-- WHAT YOU NEED TO DO --
1. Reproduce the part of the camera calibration passage starting with "If points at" and going on through "will be reviewed.".
2. Carry on the camera calibration passage from its last line.

-- GIVEN PASSAGE --
Note that two views would be sufficient under the usual assumption that the image reference frame is orthogonal ( $\gamma = 0$ ), which gives the additional constraint k₃ k₅ = k₂.

If points at infinity (in practice, sufficiently far from the camera) are in the scene, ${\bf H}_{\infty}$ can be computed from point correspondences, like any ordinary plane homography [49]. Moreover, with additional knowledge, it can be estimated from vanishing points or parallelism [7,9], or constrained motion [1].

In the rest of the section, some of the most promising stratification techniques will be reviewed.

Hartley

Hartley [17] pioneered this kind of approach. Starting from (30), we can write

$\begin{displaymath}({\bf Q}^i + {\bf q}^i {\bf a}^\top){\bf A} \simeq{\bf A} {\bf R}^i . \end{displaymath}$

(36)

By taking the QR decomposition of the left-hand side we obtain an upper triangular matrix ${\bf B}^i$ such that $({\bf Q}^i + {\bf q}^i {\bf a}^\top){\bf A} = {\bf B}^i {\bf R}^i ,$ so (36) rewrites ${\bf B}^i {\bf R}^i = \lambda^i {\bf A} {\bf R}^i$ or

$\begin{displaymath}\dfrac{1}{ \lambda^i } {\bf A}^{-1} {\bf B}^i = {\bf I} . \end{displaymath}$

(37)

-- ENTRIES PROVIDED --

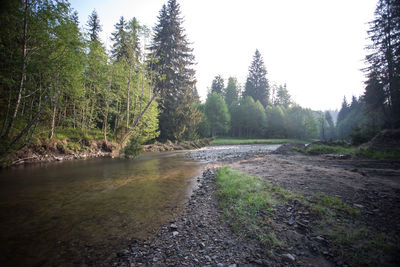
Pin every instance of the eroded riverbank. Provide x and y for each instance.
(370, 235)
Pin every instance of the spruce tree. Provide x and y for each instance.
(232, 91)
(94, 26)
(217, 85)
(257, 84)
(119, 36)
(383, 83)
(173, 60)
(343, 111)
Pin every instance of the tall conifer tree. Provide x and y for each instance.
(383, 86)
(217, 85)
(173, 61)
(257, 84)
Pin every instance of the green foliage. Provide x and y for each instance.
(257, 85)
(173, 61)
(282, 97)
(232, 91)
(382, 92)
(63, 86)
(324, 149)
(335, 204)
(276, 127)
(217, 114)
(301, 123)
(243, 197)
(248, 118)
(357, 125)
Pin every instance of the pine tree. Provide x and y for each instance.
---
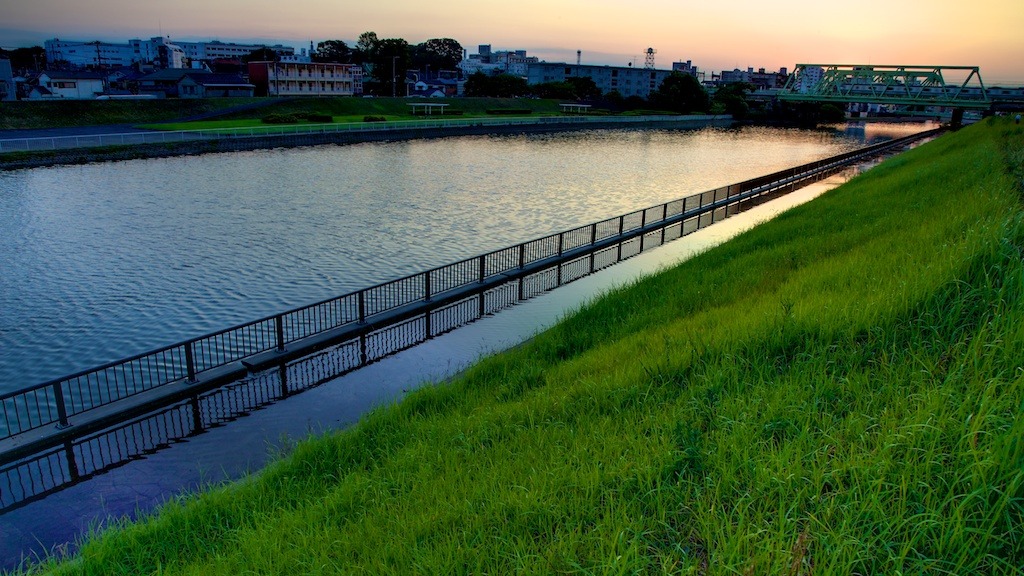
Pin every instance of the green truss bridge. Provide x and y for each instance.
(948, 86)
...
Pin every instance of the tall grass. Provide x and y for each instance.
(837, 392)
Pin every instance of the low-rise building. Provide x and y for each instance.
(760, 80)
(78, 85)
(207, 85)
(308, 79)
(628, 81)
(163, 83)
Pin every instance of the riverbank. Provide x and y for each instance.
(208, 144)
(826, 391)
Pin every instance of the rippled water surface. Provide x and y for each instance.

-- RESPONSES PER TASK --
1.
If points at infinity (in practice, sufficiently far from the camera) are in the scene, ${\bf H}_{\infty}$ can be computed from point correspondences, like any ordinary plane homography [49]. Moreover, with additional knowledge, it can be estimated from vanishing points or parallelism [7,9], or constrained motion [1].

In the rest of the section, some of the most promising stratification techniques will be reviewed.

2.
The scale factor $1/ \lambda^i$ can be chosen so that the sum of the squares of the diagonal entries of $(1/ \lambda^i) {\bf A}^{-1} {\bf B}^i$ equals three. We seek ${\bf A}$ and ${\bf a}$ that minimizes

$\begin{displaymath}\sum_{i >0} \left \Vert \dfrac{1}{ \lambda^i } {\bf A}^{-1} {\bf B}^i - {\bf I} \right \Vert ^2 . \end{displaymath}$

(38)

Each camera excluding the first, gives six constraints in eight unknowns, so three cameras are sufficient. In practice there are more than three cameras, and the non-linear least squares problem can be solved with Levenberg-Marquardt minimization algorithm [12]. As noticed in the case of Kruppa equations, a good initial guess for the unknowns ${\bf A}$ and ${\bf a}$ is needed in order for the algorithm to converge to the solution.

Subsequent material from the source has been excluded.